◆ **What is needed**:
Identify each line in the material below that contains the word "negative", and copy those lines in full.

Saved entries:

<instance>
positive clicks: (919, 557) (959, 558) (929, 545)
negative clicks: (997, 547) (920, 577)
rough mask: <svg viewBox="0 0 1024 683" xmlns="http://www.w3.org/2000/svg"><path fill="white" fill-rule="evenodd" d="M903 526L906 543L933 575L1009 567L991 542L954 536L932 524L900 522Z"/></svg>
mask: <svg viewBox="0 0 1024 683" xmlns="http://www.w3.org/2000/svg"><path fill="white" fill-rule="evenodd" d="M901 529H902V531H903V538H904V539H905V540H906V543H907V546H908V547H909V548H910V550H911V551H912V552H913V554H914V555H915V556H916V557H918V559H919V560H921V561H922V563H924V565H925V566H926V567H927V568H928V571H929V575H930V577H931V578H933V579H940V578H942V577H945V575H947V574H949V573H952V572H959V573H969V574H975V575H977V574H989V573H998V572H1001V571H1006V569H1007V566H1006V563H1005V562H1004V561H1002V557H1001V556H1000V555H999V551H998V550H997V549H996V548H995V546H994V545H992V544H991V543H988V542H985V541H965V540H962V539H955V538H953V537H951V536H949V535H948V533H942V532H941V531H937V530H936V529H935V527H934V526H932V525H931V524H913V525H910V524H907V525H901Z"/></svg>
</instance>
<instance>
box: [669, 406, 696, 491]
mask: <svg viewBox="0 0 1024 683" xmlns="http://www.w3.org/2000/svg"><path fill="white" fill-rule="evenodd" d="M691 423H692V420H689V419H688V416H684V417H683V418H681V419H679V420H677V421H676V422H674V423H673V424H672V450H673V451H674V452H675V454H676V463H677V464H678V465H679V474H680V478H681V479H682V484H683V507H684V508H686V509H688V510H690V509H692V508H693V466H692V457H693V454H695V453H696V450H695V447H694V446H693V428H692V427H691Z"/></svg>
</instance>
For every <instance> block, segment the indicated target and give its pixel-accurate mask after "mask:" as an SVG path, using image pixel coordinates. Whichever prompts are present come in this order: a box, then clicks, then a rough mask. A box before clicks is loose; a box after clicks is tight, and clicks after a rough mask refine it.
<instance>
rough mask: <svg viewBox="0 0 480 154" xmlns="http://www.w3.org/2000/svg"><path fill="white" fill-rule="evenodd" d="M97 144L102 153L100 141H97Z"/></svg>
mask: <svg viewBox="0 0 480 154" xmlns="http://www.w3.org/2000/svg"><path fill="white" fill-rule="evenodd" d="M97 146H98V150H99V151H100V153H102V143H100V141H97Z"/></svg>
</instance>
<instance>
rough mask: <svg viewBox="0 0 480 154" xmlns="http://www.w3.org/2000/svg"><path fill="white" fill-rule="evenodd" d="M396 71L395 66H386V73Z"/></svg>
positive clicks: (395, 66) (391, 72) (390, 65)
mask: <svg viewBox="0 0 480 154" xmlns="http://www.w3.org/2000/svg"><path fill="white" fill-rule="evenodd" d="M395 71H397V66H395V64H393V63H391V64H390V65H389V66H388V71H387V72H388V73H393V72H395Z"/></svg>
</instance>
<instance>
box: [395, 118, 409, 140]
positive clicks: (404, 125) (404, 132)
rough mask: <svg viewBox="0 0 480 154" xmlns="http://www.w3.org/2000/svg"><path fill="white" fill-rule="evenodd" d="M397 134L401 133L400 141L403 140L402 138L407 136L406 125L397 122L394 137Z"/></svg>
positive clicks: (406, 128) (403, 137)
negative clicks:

◆ **Written answer**:
negative clicks: (997, 547) (920, 577)
negative clicks:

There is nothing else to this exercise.